**Exercise:** Reproduce word for word the lines from the one containing "the red arched" to the one containing "[[594, 493]]", including both of those lines.

Location identification entries

▬▬▬

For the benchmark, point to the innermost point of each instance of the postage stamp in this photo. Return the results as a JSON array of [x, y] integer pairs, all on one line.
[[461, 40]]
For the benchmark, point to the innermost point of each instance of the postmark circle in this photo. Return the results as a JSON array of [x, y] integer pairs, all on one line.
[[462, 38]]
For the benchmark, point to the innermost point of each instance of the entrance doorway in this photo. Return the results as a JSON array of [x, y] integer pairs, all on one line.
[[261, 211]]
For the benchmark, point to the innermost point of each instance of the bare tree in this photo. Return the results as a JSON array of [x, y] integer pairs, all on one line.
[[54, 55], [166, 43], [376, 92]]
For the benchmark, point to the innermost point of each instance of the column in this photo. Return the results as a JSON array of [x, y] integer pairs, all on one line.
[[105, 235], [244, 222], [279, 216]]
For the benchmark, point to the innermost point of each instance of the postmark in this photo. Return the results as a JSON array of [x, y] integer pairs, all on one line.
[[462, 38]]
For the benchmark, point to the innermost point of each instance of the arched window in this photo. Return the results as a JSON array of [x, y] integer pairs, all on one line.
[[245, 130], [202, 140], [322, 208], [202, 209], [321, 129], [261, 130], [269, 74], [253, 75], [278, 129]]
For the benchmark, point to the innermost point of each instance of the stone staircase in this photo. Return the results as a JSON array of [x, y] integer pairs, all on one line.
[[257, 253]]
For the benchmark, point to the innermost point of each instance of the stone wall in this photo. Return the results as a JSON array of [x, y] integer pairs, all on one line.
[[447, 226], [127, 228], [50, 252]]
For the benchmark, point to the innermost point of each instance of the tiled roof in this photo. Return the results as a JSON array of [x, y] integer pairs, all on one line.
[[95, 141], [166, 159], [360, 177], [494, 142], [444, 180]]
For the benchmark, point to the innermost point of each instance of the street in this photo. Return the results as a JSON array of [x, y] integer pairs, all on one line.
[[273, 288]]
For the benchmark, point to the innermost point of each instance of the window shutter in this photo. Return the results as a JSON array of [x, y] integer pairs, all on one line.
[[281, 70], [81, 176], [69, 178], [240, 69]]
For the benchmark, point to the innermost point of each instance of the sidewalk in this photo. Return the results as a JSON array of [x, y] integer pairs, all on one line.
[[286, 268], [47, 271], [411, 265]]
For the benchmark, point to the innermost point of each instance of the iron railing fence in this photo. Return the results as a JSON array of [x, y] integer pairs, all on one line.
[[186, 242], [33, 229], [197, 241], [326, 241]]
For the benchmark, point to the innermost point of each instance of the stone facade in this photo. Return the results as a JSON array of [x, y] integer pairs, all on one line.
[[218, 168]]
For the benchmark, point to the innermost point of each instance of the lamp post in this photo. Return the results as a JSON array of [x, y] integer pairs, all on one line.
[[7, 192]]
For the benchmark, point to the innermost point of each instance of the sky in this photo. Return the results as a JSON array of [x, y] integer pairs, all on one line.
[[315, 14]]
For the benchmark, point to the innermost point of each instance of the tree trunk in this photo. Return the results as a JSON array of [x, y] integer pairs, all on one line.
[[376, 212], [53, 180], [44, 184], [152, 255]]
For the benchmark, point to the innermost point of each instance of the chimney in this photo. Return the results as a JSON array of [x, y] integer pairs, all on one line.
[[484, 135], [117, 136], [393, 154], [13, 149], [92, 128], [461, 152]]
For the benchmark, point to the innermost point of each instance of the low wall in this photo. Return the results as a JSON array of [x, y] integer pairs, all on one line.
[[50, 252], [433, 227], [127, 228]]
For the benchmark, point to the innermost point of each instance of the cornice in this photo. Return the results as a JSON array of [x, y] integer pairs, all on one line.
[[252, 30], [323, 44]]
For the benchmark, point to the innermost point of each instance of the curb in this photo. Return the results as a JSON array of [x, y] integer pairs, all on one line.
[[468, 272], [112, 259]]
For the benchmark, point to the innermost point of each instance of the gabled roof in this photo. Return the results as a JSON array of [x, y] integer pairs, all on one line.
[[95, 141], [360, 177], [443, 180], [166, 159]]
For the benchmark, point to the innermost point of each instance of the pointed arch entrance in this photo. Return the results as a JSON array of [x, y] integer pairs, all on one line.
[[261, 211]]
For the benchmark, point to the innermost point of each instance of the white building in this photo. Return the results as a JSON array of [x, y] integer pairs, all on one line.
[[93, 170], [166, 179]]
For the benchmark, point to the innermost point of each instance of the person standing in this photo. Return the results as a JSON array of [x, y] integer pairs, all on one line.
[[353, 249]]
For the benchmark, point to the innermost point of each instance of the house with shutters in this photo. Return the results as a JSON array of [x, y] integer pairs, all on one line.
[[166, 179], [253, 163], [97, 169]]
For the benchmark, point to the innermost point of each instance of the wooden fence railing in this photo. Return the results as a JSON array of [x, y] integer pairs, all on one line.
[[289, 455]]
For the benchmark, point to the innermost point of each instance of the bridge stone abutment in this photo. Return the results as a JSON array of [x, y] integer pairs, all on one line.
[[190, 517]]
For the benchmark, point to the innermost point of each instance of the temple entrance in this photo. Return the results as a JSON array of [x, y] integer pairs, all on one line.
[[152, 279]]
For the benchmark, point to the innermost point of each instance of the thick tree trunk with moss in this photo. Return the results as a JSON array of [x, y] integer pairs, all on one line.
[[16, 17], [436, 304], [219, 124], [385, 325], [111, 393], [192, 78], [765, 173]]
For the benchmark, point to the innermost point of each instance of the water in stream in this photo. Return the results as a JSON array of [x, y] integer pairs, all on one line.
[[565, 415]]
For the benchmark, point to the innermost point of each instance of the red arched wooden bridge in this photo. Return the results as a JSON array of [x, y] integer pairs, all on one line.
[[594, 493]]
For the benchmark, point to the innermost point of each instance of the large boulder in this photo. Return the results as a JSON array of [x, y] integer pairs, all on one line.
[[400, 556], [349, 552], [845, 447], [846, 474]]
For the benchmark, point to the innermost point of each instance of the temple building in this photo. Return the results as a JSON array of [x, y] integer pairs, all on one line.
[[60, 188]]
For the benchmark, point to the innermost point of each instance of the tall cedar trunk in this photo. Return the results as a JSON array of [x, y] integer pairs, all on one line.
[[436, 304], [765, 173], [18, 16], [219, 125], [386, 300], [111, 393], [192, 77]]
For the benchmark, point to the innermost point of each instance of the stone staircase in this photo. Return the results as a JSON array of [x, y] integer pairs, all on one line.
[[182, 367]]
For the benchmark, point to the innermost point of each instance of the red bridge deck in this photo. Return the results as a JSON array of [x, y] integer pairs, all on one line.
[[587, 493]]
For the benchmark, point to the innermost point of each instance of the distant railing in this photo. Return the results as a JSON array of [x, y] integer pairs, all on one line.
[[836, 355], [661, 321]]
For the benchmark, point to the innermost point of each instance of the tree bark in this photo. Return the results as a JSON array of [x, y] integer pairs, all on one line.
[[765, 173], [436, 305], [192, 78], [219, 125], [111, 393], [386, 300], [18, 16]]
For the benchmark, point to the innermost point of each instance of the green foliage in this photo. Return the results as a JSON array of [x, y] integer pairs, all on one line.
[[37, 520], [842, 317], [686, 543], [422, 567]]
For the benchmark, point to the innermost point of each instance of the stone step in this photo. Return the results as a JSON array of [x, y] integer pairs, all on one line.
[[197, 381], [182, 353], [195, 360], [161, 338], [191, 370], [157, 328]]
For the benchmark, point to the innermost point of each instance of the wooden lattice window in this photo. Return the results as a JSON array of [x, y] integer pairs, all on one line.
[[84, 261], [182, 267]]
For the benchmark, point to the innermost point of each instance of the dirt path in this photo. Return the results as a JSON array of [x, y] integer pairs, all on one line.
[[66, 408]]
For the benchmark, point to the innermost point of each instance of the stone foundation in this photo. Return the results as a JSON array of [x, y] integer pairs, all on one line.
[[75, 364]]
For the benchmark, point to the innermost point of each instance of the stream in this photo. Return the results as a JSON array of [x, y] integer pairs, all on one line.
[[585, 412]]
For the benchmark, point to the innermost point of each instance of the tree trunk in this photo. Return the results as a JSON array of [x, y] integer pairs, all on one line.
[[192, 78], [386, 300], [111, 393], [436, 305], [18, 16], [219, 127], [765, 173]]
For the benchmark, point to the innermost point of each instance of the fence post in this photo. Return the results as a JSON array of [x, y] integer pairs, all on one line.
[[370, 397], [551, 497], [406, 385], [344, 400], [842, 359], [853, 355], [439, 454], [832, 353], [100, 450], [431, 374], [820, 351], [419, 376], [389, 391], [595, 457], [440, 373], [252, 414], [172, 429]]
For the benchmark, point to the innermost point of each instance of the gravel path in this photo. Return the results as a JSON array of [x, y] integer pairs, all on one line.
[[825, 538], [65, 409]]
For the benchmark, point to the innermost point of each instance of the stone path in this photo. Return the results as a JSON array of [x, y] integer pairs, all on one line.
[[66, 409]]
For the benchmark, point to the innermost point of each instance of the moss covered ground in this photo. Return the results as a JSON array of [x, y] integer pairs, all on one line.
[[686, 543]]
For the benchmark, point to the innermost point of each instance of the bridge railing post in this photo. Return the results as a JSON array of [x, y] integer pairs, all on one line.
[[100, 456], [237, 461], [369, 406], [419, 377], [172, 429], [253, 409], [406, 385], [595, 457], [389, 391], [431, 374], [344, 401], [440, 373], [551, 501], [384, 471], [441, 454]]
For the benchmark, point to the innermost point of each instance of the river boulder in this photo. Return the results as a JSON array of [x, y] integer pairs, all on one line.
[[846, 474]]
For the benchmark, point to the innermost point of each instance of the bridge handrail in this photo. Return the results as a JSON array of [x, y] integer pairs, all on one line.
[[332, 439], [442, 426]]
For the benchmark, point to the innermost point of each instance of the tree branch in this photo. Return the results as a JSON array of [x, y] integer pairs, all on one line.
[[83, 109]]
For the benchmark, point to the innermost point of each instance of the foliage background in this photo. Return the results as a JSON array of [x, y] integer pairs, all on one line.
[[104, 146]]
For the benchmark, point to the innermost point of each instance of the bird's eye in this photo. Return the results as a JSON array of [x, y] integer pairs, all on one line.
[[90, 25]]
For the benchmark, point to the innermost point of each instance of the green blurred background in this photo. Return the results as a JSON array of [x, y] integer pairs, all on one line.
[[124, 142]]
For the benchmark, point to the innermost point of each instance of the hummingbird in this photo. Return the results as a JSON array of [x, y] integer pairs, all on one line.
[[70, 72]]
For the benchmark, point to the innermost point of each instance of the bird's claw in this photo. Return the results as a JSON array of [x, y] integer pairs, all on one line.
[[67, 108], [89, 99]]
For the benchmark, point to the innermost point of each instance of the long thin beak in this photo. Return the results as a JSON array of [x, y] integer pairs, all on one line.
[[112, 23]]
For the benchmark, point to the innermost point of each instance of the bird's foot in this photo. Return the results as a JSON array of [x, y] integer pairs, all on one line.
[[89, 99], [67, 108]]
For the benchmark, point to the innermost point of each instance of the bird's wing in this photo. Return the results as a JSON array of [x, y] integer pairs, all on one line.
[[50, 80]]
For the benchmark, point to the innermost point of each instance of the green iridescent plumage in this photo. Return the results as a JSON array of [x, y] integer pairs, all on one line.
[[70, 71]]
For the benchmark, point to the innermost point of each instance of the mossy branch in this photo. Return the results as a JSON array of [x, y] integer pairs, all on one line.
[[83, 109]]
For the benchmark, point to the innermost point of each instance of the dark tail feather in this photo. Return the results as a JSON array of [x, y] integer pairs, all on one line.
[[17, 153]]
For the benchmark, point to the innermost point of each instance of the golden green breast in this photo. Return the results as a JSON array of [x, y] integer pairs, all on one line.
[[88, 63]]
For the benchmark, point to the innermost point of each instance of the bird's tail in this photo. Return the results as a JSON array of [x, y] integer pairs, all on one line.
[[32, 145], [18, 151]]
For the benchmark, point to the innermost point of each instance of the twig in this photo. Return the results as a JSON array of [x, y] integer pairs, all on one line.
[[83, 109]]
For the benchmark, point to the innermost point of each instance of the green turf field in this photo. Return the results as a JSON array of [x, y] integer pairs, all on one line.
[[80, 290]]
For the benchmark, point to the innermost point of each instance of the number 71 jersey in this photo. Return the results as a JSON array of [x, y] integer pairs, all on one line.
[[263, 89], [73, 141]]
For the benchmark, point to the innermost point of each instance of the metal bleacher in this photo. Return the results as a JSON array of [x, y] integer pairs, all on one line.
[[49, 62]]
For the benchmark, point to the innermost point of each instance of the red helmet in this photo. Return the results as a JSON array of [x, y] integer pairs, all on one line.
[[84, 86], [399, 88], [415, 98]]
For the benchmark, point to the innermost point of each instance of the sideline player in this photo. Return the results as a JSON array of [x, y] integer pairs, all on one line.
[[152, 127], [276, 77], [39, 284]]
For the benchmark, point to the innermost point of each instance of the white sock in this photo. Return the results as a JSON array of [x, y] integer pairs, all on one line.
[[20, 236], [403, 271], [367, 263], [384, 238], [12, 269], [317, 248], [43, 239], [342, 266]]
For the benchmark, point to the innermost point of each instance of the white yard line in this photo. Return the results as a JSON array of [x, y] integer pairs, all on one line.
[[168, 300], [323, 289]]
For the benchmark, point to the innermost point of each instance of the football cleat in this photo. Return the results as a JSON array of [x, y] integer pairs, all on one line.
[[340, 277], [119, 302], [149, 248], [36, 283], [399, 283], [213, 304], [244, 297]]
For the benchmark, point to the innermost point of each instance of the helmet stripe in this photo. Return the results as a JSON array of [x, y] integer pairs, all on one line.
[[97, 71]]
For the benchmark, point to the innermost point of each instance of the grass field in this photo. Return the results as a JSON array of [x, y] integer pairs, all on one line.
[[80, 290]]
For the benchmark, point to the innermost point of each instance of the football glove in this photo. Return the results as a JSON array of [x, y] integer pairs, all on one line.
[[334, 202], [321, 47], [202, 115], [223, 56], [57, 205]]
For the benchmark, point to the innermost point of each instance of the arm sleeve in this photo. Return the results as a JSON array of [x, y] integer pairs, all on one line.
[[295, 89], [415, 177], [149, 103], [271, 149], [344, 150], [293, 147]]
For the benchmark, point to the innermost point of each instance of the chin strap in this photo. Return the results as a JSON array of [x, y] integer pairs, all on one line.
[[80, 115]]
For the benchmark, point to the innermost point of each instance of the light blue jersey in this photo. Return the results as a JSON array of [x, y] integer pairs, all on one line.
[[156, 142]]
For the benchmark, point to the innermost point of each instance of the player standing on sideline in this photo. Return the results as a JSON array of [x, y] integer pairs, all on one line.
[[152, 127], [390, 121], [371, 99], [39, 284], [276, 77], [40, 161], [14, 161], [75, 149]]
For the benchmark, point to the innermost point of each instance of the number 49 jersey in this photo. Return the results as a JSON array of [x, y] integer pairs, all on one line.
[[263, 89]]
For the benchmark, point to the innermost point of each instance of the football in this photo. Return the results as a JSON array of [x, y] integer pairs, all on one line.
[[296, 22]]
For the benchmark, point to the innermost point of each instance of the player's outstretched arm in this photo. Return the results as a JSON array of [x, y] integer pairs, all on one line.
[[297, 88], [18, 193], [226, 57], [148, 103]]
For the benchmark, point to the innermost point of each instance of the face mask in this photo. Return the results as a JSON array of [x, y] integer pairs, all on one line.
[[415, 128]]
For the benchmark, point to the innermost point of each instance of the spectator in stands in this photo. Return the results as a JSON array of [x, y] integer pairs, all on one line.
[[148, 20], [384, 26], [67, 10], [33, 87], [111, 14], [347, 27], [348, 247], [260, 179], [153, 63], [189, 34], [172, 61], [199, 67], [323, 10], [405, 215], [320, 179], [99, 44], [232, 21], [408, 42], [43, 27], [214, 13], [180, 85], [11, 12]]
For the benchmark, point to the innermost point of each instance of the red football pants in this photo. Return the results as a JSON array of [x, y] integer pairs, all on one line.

▬▬▬

**The response:**
For the benchmark, point to the innermost point of each instance of the red arched wooden bridge in this photo. Return the results as a JSON array of [x, y] integer pairs, all on one line.
[[594, 493]]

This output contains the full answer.